3.3 Comparison of prevalence of COPD by health and environment related characteristics among Korean nonsmoking adults
The prevalence of COPD was 0.568 times lower among those who experienced a high level of stress (95% CI: 0.388–0.833), and 0.530 times lower among those who experienced a moderate level of stress (95% CI: 0.371–0.757), compared to those who felt almost no stress, and the differences were statistically significant. The difference in prevalence according to BMI, passive smoking at work and home, and moderate physical activities, was not statistically significant. The average blood lead level of COPD among nonsmoking adults was 2.52 ± 1.11 μg/dL. As the level of lead increased by 1 μg/dL, the prevalence became 1.334 times higher (95% CI: 1.057–1.683), and the difference was statistically significant.
The prevalence according to the time elapsed after the first diagnosis of pulmonary tuberculosis became 1.043 times higher (95% CI: 1.009–1.089) as the time elapsed increased by one year (95% CI: 1.009–1.089), and the difference was statistically significant. The difference in prevalence relative to anemia, history of pulmonary tuberculosis, or blood cadmium level was not statistically significant. Table 3 shows the prevalence of COPD according to characteristics related to general, health, and environment of nonsmoking adults.
3.4 Risk factors of COPD among nonsmoking adults
This study considered sex, age, education, longest held job in life, stress, lead levels in blood, and time elapsed after the first diagnosis of pulmonary tuberculosis as independent variables for the multivariate logistic regression analysis. Table 4 shows the risk factors of COPD for nonsmoking adults.

## RECORDS PROVIDED
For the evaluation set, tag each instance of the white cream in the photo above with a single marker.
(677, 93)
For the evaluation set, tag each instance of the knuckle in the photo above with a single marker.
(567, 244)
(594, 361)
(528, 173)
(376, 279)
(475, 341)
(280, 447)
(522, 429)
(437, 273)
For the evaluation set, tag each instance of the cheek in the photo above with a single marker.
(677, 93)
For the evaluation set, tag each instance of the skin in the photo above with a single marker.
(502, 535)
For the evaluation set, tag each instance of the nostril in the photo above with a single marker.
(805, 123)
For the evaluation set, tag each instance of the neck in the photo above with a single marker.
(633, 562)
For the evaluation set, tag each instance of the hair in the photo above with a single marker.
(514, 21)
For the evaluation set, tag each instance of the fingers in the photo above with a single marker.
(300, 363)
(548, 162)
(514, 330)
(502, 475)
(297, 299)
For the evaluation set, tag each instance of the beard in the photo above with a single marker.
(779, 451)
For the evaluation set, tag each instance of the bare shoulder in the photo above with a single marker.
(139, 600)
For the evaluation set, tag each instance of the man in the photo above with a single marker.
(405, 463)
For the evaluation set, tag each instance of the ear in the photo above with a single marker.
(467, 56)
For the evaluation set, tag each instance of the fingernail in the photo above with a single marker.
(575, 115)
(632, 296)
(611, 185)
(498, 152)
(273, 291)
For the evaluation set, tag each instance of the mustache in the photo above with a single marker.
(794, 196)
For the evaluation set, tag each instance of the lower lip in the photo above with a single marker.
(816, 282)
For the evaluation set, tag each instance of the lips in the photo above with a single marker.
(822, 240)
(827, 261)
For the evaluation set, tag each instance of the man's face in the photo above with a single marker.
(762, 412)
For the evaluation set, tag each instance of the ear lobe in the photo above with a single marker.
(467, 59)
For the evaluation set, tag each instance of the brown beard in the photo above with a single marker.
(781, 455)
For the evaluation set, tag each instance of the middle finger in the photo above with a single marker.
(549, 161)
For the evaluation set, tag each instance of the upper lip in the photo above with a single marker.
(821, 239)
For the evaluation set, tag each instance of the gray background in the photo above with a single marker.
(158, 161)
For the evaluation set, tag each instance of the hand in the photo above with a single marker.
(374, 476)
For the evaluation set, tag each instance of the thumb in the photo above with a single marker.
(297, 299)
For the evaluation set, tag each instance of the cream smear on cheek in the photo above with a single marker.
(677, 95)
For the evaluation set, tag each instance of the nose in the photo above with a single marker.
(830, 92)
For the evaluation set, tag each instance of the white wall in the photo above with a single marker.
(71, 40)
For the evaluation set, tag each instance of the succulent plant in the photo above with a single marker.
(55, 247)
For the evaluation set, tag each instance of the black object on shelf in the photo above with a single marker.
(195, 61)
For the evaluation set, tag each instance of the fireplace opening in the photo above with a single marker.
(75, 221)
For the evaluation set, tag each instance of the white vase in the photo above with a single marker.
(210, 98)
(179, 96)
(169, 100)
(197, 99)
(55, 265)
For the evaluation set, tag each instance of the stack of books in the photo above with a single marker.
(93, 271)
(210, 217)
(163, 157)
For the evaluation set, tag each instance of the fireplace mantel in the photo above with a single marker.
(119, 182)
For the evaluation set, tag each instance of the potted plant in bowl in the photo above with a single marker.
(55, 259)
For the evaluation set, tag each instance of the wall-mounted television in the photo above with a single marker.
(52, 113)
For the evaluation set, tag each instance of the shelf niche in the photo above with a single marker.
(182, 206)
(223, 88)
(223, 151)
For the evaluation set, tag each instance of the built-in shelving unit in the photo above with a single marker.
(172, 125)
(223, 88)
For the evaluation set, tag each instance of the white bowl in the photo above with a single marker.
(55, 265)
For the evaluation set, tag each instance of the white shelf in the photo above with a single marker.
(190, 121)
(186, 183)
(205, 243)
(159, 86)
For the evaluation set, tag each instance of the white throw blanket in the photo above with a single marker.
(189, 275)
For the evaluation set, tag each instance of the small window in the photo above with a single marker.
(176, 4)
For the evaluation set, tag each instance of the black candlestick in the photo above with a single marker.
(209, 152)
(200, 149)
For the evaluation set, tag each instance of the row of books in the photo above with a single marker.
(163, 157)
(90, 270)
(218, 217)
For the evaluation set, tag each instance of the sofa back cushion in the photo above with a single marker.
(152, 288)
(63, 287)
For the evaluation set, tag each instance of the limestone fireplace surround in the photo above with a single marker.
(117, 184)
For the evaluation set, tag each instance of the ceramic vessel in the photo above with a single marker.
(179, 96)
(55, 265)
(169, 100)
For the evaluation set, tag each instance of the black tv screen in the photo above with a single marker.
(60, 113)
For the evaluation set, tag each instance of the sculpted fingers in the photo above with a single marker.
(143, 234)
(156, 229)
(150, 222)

## ACTIONS TO TAKE
[a] Decide whether each statement agrees with the text on COPD among Korean nonsmoking adults. Answer yes or no for each, and quote the deciding words of the text exactly. (i) Passive smoking at work and home showed a statistically significant difference in COPD prevalence. (ii) The average blood lead level of COPD among nonsmoking adults was 2.52 ± 1.11 μg/dL. (iii) Lead levels in blood were among the independent variables in the multivariate logistic regression analysis.
[b] Continue the text on COPD among Korean nonsmoking adults, starting after its last sentence.
The rows above come from a source separate from the text.

## ACTIVITY ANSWERS
[a]
(i) No: "The difference in prevalence according to BMI, passive smoking at work and home, and moderate physical activities, was not statistically significant."
(ii) Yes: "The average blood lead level of COPD among nonsmoking adults was 2.52 ± 1.11 μg/dL."
(iii) Yes: "This study considered sex, age, education, longest held job in life, stress, lead levels in blood, and time elapsed after the first diagnosis of pulmonary tuberculosis as independent variables for the multivariate logistic regression analysis."

[b]
In Model 1, the influence of stress was not statistically significant. As for blood lead levels, the risk of COPD occurrence became 1.336 times higher (95% CI: 1.056–1.690) as the lead levels increased by 1 μg/dL, and the difference was statistically significant.
Model 2 examined the influence of sex, age, education, longest held job in life, stress, and lead levels in blood, which turned out to be significant in the univariate logistic regression analysis. The risk of COPD occurrence was 2.539 times higher in men than in women (95% CI: 1.410–146.612); 3.076 times higher among patients aged 70–79 years than among those aged 40–49 years (95% CI: 1.823–11.437); 5.356 times higher for participants who graduated from elementary school or lower (95% CI: 1.341–21.393), and 4.720 times higher for those who graduated from middle school (95% CI: 1.374–16.217) than for those who graduated from college or higher; in all cases the difference was statistically significant.
Model 3 examined time elapsed after the first diagnosis of pulmonary tuberculosis as a potential risk factor for COPD. Limited number of participants with the history of pulmonary tuberculosis (n = 238) could be included in the analysis. The results of the analysis showed that the risk of COPD occurrence was higher in men than in women (cross ratio 8.894, 95% CI: 1.523–151.250), in old age (cross ratio 1.054, 95% CI: 1.017–1.202), and with more time elapsed after the first diagnosis of pulmonary tuberculosis (cross ratio 1.064, 95% CI: 1.000–1.133). The difference was statistically significant.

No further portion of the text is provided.